And why is it necessary to always name the type of tank or rifle?
Does the public know the difference? Or care? I doubt it.
But to retain
a sense of perspective, let me take you back to July 1916
and the opening day of the Battle of the Somme.
The Daily
Chronicle devoted a full front-page to the events of that day,
presented a tale of military triumph and great heroism - topped
by the
multi-layered headlines that were the vogue in that age: How the
British
Charged into Villages Beyond the German Front, Stories of the Great
Advance, Villages Stormed Through Tempest of Bullets, Heavy Fighting
and A Bitter Struggle, One of Our Best Successes Ever.
Only well down
in the body of the report did the Daily Chronicle get to
the delicate subject of casualties: "Some ground was gained
at great loss of life to the enemy," reported its correspondent
Philip Gibbs, "though not without many casualties to ourselves."
=====
DIRECTION: Repeat everything from "And why is it" down to "of the Somme." in the passage about newspaper coverage of the Somme. The lines after this passage are separate material.
=====
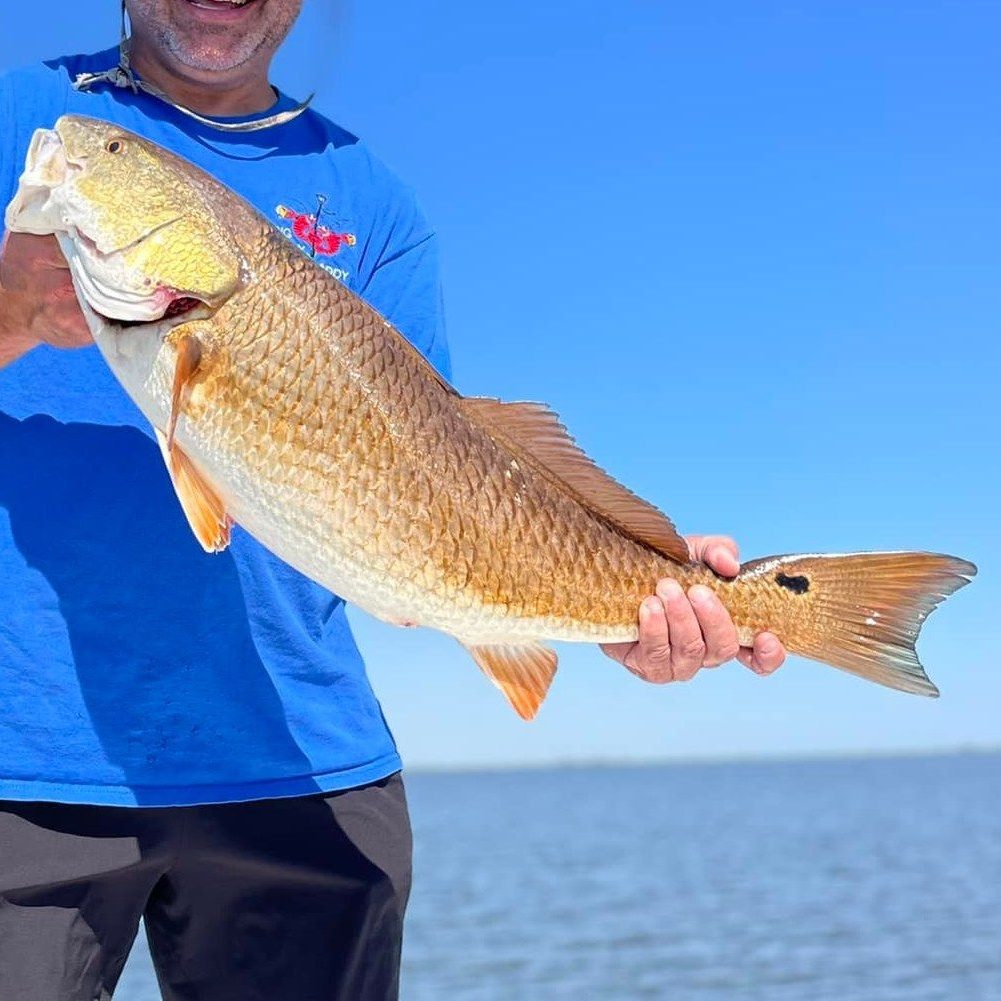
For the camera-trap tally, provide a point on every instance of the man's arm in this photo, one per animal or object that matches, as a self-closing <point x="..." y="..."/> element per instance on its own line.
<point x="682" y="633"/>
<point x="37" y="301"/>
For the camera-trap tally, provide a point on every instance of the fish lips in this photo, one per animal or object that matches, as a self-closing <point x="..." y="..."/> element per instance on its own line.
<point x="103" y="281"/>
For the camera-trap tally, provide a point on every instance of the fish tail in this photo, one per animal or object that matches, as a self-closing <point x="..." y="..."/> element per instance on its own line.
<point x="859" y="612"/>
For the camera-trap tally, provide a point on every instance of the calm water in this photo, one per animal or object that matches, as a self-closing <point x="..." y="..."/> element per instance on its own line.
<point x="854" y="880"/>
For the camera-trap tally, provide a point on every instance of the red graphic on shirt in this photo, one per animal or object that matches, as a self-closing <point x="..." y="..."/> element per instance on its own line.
=====
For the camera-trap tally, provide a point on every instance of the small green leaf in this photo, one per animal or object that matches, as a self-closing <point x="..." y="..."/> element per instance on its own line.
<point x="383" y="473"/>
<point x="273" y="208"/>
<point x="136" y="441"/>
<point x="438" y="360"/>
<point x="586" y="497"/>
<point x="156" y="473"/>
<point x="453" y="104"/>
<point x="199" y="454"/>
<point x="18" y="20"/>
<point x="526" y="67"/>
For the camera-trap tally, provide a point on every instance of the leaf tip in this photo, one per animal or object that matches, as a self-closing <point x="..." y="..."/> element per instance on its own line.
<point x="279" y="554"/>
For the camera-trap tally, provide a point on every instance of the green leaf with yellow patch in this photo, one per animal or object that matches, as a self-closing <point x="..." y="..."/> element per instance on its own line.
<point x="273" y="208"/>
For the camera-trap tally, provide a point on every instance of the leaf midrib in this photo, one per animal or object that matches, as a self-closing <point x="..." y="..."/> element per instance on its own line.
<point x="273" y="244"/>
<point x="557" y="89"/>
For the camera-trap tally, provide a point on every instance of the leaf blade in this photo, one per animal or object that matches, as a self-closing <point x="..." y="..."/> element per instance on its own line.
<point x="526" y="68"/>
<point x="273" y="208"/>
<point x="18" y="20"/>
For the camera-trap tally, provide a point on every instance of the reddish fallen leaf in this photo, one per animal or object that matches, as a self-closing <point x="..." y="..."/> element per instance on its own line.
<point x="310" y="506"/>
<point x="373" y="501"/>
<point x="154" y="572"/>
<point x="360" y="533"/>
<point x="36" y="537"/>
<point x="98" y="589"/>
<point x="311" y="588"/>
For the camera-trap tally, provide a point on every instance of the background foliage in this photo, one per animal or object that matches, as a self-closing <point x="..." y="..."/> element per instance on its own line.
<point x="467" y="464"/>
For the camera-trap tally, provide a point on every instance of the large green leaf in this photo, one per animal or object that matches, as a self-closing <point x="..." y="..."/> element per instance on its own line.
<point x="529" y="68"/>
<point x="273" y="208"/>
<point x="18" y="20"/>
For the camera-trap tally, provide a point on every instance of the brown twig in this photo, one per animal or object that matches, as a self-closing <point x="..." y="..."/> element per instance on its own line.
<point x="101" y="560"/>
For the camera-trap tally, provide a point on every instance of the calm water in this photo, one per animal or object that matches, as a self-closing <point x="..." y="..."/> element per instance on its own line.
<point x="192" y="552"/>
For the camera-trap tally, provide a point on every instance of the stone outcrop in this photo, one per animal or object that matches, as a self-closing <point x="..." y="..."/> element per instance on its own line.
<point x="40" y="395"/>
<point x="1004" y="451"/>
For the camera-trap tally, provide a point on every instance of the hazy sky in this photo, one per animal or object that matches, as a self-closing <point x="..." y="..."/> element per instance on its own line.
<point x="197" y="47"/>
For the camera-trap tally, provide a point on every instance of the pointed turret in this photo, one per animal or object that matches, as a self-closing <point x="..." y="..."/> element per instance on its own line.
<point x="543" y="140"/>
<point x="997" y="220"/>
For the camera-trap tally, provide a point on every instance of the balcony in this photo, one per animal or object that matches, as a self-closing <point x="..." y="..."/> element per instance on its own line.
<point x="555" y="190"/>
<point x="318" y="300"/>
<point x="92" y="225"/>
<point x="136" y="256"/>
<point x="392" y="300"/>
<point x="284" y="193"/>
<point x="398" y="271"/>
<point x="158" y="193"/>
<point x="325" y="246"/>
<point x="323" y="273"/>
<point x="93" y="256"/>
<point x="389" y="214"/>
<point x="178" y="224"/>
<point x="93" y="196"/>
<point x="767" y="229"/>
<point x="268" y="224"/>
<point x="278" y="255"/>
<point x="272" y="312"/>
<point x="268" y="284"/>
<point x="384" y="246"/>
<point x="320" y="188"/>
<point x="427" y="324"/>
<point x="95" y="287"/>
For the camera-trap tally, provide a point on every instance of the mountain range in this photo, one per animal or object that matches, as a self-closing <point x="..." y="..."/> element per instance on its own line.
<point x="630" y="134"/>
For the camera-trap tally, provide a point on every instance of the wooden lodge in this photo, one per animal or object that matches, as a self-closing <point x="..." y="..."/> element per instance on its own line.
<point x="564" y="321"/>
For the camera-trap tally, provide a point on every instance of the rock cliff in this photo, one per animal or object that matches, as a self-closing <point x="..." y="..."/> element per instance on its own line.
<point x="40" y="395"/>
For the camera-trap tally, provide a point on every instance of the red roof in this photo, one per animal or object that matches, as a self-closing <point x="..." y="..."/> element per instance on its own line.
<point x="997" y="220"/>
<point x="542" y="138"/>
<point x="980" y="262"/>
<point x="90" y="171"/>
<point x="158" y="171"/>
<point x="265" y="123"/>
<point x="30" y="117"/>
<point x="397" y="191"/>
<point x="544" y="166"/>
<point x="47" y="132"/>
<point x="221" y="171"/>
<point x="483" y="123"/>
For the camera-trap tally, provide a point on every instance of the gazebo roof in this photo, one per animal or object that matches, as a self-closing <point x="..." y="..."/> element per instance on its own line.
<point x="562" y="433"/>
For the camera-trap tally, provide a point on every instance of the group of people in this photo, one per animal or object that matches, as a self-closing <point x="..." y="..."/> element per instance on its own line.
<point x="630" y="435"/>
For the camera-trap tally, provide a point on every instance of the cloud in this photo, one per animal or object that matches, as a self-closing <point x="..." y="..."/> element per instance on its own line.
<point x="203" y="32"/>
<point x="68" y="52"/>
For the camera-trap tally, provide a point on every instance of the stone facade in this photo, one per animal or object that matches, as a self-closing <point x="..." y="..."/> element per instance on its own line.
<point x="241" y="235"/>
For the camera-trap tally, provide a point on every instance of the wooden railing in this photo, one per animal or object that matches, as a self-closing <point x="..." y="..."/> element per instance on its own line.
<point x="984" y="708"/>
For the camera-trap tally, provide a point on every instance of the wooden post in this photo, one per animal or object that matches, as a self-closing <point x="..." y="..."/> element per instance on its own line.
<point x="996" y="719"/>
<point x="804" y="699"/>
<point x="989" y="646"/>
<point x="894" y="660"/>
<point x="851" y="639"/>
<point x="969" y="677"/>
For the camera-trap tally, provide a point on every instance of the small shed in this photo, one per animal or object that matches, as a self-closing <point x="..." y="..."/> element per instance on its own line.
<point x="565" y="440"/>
=====
RIGHT ANSWER:
And why is it necessary to always name the type of tank or rifle?
Does the public know the difference? Or care? I doubt it.
But to retain
a sense of perspective, let me take you back to July 1916
and the opening day of the Battle of the Somme.